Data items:
--- --- ---
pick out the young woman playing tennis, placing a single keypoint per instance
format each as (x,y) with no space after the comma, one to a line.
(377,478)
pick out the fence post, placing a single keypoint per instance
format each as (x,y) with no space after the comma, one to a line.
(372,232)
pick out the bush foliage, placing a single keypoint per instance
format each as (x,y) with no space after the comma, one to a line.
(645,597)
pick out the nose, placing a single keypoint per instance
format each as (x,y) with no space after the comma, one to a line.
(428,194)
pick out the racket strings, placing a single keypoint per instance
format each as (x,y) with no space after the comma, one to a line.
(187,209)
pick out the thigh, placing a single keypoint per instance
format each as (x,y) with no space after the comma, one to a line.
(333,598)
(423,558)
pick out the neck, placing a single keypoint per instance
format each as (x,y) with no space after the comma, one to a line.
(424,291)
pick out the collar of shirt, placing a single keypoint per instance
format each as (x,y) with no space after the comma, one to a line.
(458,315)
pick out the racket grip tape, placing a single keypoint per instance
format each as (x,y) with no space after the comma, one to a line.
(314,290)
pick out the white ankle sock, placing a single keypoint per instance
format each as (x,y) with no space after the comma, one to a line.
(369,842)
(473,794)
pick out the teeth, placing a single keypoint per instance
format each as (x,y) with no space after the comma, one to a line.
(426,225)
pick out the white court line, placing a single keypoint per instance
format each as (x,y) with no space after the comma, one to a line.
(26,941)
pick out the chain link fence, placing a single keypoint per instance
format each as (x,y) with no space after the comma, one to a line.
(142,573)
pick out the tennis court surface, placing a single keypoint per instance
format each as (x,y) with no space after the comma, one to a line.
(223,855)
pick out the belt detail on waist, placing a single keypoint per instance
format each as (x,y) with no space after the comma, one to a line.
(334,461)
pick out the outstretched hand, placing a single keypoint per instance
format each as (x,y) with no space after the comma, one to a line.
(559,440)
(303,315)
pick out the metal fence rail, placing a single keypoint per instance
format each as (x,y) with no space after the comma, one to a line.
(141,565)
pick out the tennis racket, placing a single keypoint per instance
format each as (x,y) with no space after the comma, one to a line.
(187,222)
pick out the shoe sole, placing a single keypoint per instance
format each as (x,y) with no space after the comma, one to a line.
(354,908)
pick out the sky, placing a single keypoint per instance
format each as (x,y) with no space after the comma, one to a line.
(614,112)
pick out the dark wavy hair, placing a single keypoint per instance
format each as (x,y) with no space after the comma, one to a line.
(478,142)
--- --- ---
Problem description: Go through the entries and repeat each one exactly.

Task answer:
pick out the young woman playing tennis, placing a single keypoint per instance
format each as (x,y) with no space after the comma, one to a line.
(377,478)
pick out the fence post, placing a single keypoint per instance
format each as (x,y) with no space after the comma, one to a line.
(372,232)
pick out the bush foliage, placing a single keypoint per instance
format each as (x,y) with no space after the comma, one to a line.
(645,597)
pick out the nose, placing a single keypoint per instance
format each as (x,y) with no space after the comma, one to a line.
(428,194)
pick out the racket strings, placing a single keypoint per instance
format each as (x,y) with no space after the comma, one to a line.
(187,209)
pick out the thigh, placing a single keypoint per instance
format each as (x,y) with no space after the comma, one to a line.
(333,598)
(423,558)
pick out the neck, placing a single keypoint per instance
format each as (x,y) with no space after the comma, one to a line.
(424,291)
pick out the collar of shirt, placing a single keypoint per instance
format each as (x,y) with no space after the comma, one to a line.
(458,315)
pick out the racket grip tape, placing a single keypoint per instance
format each as (x,y) with no space after the comma, one to a line.
(314,290)
pick out the white ankle sock, placing a single keypoint per instance
format each as (x,y) with no space after the comma, one to a line.
(369,842)
(473,794)
pick out the teeth, placing a single keypoint per instance
format each as (x,y) with no space after the comma, one to a line.
(426,225)
pick out the white court line, placing a single keypoint per instance
format each as (x,y) with no space after the comma, one to a line.
(26,941)
pick out the chain link fence, placing a single keypoint per instance
format each as (x,y) with no space after the comma, one to a line.
(142,573)
pick out the tennis court surface, placing a single keypoint per instance
format each as (x,y) with no space after the comma, one to a line.
(223,855)
pick out the belt detail on waist, placing a single keypoint per instance
format each as (x,y) with no space after the comma, one to a line.
(334,461)
pick out the outstretched hand, placing a single keypoint per instance
format each as (x,y) with no space after the comma, one to a line.
(559,440)
(303,315)
pick out the metal fence rail, placing a single keypoint per instance
format each as (x,y) with no space after the comma, one to a line.
(141,565)
pick out the tennis racket, placing a single keypoint per instance
format each as (x,y) with no space after the comma, one to a line.
(187,222)
pick out the shoe sole, placing a single keypoint per instance
format each as (x,y) with no space after the comma, one to a line.
(354,908)
pick out the sky, placing a single keypoint per instance
format each as (x,y) with no space after the comma, one to a line.
(614,112)
pick out the dark wavy hair, placing a single keypoint per instance
format each as (x,y) with no space after the comma, one to a line.
(478,142)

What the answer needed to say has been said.